What is required:
Transcribe the lines of the records starting with the one that has "Where can the yellow" in it and ending with the last, and transcribe nothing else.

Given data:
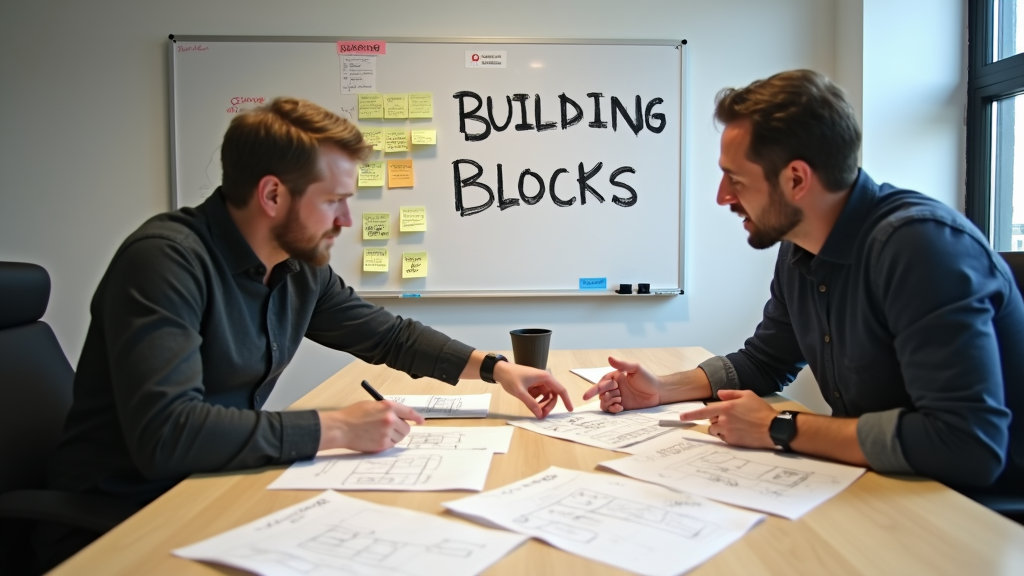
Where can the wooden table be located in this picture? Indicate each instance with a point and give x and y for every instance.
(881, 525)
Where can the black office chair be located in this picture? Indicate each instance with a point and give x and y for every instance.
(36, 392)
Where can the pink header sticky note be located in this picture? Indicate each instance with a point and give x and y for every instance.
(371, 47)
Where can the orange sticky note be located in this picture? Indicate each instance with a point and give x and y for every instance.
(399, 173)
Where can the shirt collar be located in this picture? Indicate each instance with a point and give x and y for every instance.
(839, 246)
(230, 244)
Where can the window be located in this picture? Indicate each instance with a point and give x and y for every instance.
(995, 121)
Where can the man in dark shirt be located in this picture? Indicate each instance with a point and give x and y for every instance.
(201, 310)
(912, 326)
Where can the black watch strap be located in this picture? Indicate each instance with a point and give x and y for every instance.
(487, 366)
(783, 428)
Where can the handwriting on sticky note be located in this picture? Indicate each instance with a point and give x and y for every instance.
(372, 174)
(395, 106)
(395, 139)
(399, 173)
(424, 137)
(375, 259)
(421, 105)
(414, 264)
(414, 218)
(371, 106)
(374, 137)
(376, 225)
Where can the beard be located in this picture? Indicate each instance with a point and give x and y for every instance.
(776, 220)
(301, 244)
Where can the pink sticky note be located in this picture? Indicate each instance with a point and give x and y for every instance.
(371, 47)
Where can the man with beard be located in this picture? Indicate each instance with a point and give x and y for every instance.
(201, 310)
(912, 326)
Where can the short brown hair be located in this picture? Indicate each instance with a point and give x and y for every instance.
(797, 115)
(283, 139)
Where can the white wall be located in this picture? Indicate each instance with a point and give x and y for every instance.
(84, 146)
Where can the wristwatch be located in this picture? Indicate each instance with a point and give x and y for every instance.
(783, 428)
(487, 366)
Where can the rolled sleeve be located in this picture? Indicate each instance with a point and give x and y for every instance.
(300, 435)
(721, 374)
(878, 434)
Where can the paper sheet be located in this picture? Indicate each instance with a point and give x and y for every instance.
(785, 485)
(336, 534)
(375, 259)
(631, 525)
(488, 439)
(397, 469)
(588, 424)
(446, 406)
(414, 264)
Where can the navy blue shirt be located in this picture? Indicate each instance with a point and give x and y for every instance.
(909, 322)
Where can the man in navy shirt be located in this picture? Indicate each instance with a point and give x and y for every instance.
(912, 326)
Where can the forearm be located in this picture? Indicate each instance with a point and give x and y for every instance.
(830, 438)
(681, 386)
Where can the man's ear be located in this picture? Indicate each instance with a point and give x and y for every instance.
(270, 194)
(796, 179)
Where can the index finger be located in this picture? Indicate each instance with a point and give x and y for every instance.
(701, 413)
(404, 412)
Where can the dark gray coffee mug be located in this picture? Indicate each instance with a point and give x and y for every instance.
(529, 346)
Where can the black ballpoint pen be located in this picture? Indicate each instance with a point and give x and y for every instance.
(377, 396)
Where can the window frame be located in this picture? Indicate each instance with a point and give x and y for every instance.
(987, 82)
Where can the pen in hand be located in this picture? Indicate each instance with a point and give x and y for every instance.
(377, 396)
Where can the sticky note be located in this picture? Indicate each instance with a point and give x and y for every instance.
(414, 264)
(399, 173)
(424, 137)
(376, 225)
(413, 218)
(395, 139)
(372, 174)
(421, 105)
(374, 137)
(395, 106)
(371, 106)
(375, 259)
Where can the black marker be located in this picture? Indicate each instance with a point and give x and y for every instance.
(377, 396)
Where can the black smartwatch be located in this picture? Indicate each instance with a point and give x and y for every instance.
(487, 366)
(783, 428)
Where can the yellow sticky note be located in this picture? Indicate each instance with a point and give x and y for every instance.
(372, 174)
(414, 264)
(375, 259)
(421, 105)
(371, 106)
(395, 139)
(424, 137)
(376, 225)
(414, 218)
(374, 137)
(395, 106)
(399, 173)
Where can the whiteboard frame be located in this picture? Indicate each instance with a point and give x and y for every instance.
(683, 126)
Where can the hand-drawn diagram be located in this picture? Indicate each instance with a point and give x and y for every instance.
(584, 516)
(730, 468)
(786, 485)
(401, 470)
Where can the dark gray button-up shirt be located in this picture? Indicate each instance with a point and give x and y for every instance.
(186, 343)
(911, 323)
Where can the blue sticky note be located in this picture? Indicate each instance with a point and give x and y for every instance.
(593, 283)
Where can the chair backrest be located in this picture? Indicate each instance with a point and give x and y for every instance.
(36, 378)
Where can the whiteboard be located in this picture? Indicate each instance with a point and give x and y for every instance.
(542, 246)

Result below:
Where can the yellow sticky note be located in this picture? Indicate each instance with a point and give x and y for every instance.
(372, 174)
(414, 264)
(375, 259)
(421, 105)
(371, 106)
(395, 139)
(424, 137)
(376, 225)
(414, 218)
(374, 137)
(395, 106)
(399, 173)
Where can the whiteboard frame be located in this picture? Indicate each instance with a point and give x and y for every instance.
(683, 126)
Where can the hand-drawn diagram be located in this picture? Indicate each instance with a point and give x and y for every instance.
(584, 516)
(730, 468)
(786, 485)
(401, 470)
Where can the dark gray button-up shirt be located in this picture? Indicate each instance with a point and give x and y for every instance.
(186, 343)
(911, 323)
Where can the blue sticky note be located in this picture? Indicate each instance with a point and give x and y for every instance.
(593, 283)
Where can the chair backrest be located in this picture? Indicate each instance with a point and give x and y for every instance.
(36, 378)
Where can the whiteboard be located in this picture? Indicate each instance with a point and give x and y for every instance.
(542, 246)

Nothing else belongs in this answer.